# Extremely rare pink ivory burl



## Wolfdancer (Apr 20, 2009)

This is just a show off or gloat. I was able to get these three pieces of Pink Ivory. There 2 x 2 x 12  I am not sure if there going to be sold. I have never ever seen any before. Has anyone here ever seen any. It was really expensive.


----------



## ldb2000 (Apr 20, 2009)

That is some beautiful timber . I've never heard of Pink Ivory burl , thanks for showing it Rodney .


----------



## wudnhed (Apr 20, 2009)

That is just sick, I'm so jealous!!!!!!!!!


----------



## mick (Apr 20, 2009)

Dang Rodney.....I've turned some Pink Ivory that had some curl to it but that's just wicked cool! Never seen any like it!


----------



## dgscott (Apr 20, 2009)

Wow that's pink! Pretty stuff -- do something extraordinary with it!
Doug


----------



## bitshird (Apr 20, 2009)

Amazing figure, should make some killer pens.


----------



## TBone (Apr 20, 2009)

Thanks for sharing the pic, that's great looking wood.


----------



## CSue (Apr 20, 2009)

(Photo labels with bounding boxes)

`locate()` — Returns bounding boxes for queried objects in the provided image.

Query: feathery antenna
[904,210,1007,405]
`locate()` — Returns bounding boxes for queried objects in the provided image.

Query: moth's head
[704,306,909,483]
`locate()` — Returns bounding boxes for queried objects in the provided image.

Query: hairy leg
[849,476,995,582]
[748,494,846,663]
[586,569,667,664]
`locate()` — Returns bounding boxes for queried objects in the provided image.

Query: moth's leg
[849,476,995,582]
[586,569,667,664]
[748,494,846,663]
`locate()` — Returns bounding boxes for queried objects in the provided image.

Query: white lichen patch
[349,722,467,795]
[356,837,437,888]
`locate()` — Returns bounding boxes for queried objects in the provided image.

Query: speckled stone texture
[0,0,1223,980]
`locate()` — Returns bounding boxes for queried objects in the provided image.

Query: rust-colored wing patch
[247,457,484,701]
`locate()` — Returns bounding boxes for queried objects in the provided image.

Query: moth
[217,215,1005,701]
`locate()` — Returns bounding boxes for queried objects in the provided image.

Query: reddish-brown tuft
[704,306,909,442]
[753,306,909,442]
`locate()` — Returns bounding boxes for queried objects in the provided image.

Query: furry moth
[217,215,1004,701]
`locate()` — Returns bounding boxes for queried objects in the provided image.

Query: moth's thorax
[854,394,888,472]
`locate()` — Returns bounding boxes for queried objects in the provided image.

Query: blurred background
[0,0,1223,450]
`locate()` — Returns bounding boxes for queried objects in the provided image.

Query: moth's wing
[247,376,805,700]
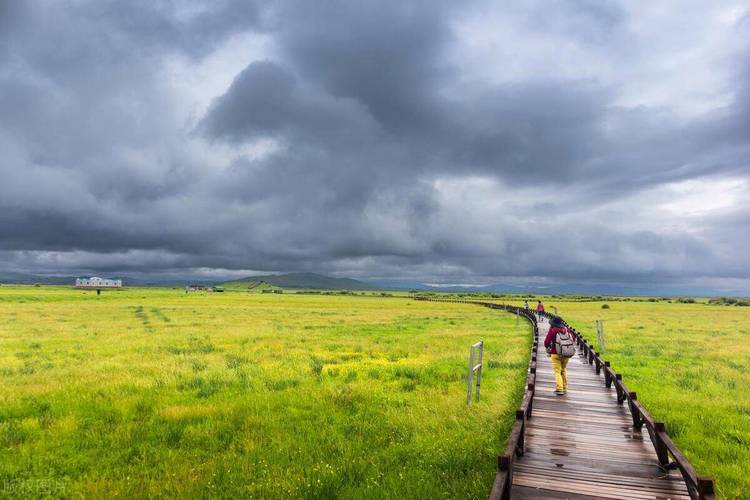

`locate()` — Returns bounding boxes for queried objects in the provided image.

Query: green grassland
[0,285,530,498]
[514,299,750,498]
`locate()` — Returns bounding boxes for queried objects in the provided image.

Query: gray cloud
[0,1,750,290]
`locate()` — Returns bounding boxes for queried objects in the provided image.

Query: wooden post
[654,422,669,470]
[628,392,643,430]
[604,361,612,389]
[477,340,484,403]
[615,373,625,405]
[698,476,716,500]
[466,346,474,405]
[526,384,534,418]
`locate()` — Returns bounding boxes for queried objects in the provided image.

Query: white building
[76,276,122,288]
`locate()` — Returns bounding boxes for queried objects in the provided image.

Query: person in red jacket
[544,316,570,396]
[536,300,544,321]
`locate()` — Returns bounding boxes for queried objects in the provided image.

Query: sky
[0,0,750,290]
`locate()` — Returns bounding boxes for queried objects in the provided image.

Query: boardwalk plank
[513,320,690,499]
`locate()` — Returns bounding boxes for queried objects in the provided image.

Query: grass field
[0,285,530,498]
[516,299,750,498]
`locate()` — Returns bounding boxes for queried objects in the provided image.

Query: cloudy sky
[0,0,750,288]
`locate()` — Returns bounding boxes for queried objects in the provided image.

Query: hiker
[536,300,544,321]
[544,316,576,396]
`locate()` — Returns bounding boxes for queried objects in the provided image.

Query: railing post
[698,476,716,500]
[526,384,534,418]
[497,455,513,500]
[653,422,669,470]
[628,392,643,430]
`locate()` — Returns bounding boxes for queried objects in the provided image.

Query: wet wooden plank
[513,323,689,499]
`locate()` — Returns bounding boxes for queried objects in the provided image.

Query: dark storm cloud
[0,1,750,290]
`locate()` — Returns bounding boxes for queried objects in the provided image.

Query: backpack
[555,330,576,358]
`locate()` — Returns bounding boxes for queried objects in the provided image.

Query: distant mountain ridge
[368,280,750,297]
[222,273,382,290]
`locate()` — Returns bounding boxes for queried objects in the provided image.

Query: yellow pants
[550,354,570,391]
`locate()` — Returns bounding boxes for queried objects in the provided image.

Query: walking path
[512,318,690,499]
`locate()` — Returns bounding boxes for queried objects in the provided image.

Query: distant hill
[225,278,281,292]
[222,273,379,290]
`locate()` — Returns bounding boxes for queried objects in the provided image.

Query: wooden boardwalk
[511,318,690,499]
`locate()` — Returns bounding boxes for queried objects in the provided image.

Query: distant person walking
[544,316,576,396]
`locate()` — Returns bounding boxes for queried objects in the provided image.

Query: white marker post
[466,340,484,405]
[596,319,606,352]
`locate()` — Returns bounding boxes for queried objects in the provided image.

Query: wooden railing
[546,314,716,500]
[415,296,716,500]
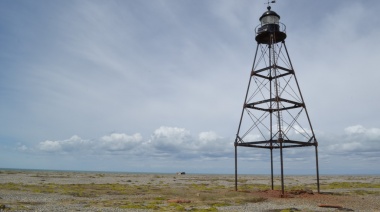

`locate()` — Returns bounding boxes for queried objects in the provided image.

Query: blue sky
[0,0,380,174]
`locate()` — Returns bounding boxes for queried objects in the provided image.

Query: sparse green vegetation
[0,173,380,212]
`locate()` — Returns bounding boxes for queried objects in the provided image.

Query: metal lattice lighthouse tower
[234,6,320,195]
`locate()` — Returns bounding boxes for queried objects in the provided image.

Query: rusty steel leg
[280,140,285,197]
[315,143,321,194]
[270,148,274,190]
[235,142,237,191]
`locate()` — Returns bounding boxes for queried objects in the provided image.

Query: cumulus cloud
[31,126,233,159]
[322,125,380,154]
[37,135,92,152]
[99,133,142,151]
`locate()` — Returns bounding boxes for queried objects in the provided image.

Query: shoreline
[0,169,380,212]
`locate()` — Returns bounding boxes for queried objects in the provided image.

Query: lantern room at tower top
[255,6,286,44]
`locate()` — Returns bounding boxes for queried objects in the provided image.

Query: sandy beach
[0,170,380,212]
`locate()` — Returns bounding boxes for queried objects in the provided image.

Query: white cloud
[37,135,92,152]
[99,133,142,151]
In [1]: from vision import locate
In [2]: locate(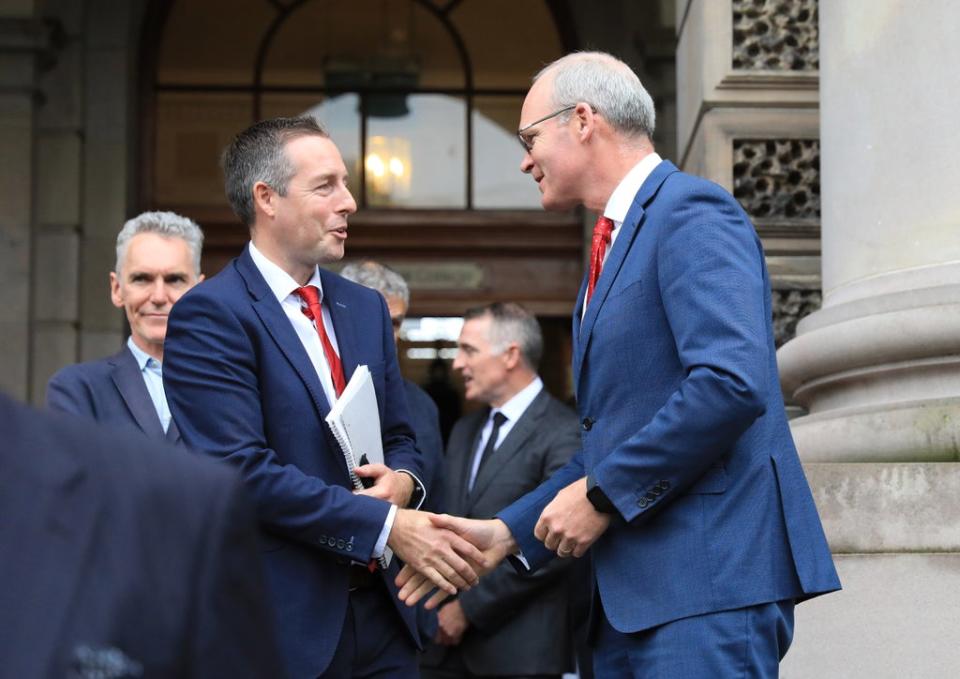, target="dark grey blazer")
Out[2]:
[47,345,180,444]
[423,390,580,674]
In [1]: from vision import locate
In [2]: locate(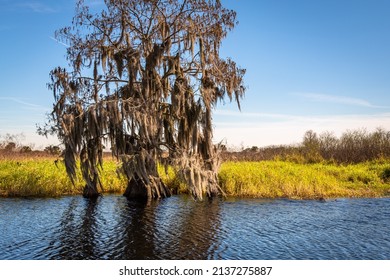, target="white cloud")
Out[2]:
[214,111,390,147]
[18,1,57,14]
[0,96,50,111]
[292,93,390,108]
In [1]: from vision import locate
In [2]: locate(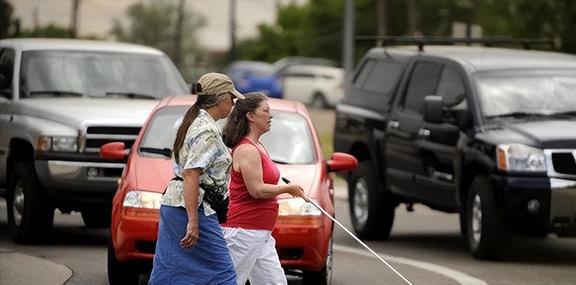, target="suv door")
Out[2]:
[385,60,442,198]
[414,65,467,206]
[0,48,15,186]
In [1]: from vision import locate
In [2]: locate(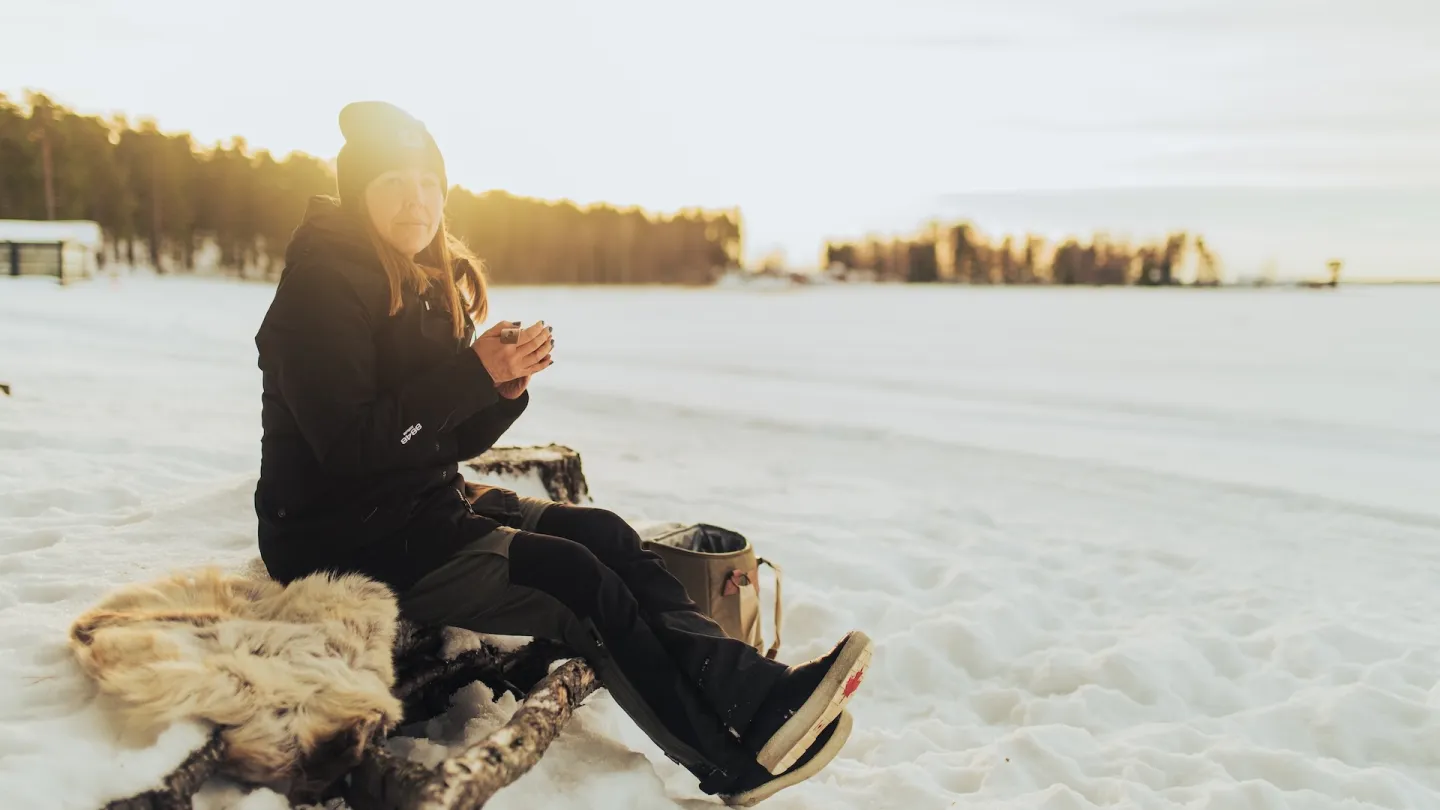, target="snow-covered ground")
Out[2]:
[0,278,1440,810]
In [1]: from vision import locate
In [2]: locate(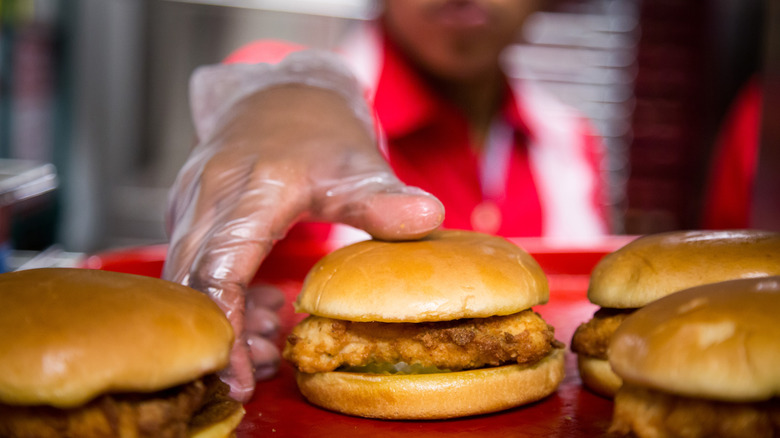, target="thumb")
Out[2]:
[322,184,444,240]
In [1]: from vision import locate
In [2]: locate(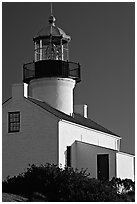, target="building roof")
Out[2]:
[26,97,119,137]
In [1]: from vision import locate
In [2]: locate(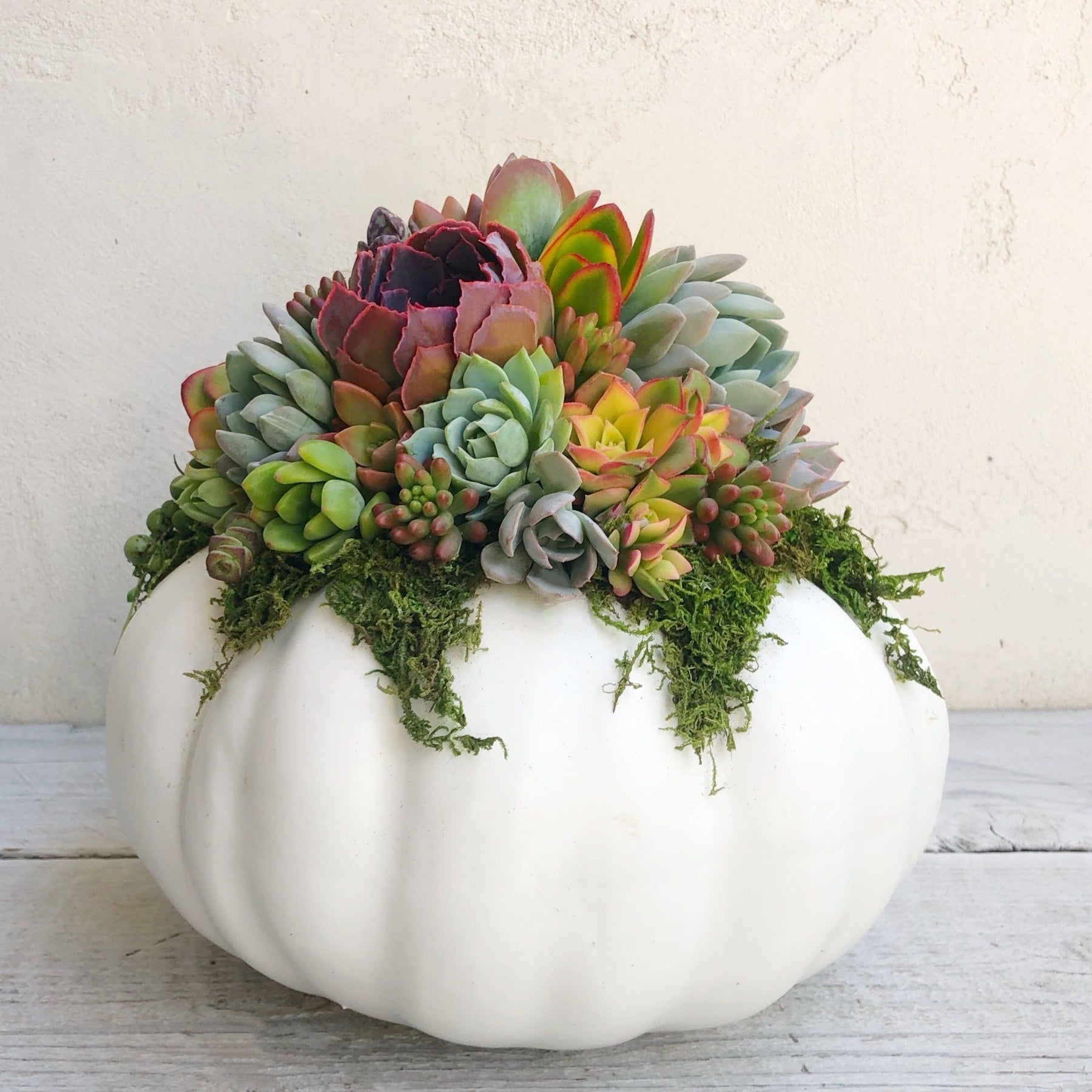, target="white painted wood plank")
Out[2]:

_Stated goal_
Carry the forum thread on the pink ivory burl forward from its last line. The records are not required for this work.

_Output of the exercise_
What a great find!  They're going to make some beautiful pens for sure!  

Outstanding photo, too.


----------



## wdcav1952 (Apr 20, 2009)

Rodney, I'm with Mike.  I've turned curly pink ivory, but didn't know it existed as a burl!!


----------



## nava1uni (Apr 21, 2009)

I think that you should send it to me so that I can see if up close.  It is difficult to fully appreciate it's beauty from a far.  Of course I would send it back to you in a years or so, maybe.


----------



## Stick Rounder (Apr 21, 2009)

Nice wood!  
Not everyday that a man tells you that.


----------



## workinforwood (Apr 21, 2009)

Wow..I never saw pink ivory that pink before, let alone as a burl.  Great find.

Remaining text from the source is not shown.